*** Opening of Material provided ***

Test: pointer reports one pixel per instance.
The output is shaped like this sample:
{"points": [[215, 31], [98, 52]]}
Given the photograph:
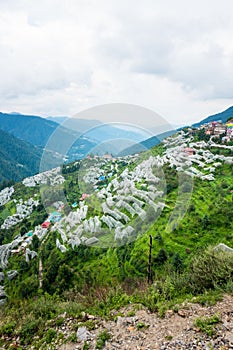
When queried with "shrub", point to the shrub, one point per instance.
{"points": [[211, 269], [50, 335]]}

*** Close of Material provided ***

_Required action_
Apart from its pictures, the data is to be repeated exactly.

_Response to the exercise_
Test: pointer reports one pixel per instance.
The output is shaped like this sample:
{"points": [[215, 31], [98, 52]]}
Given the photograph:
When queried with "shrub", point to the shrub, one point per instance.
{"points": [[211, 269], [50, 335]]}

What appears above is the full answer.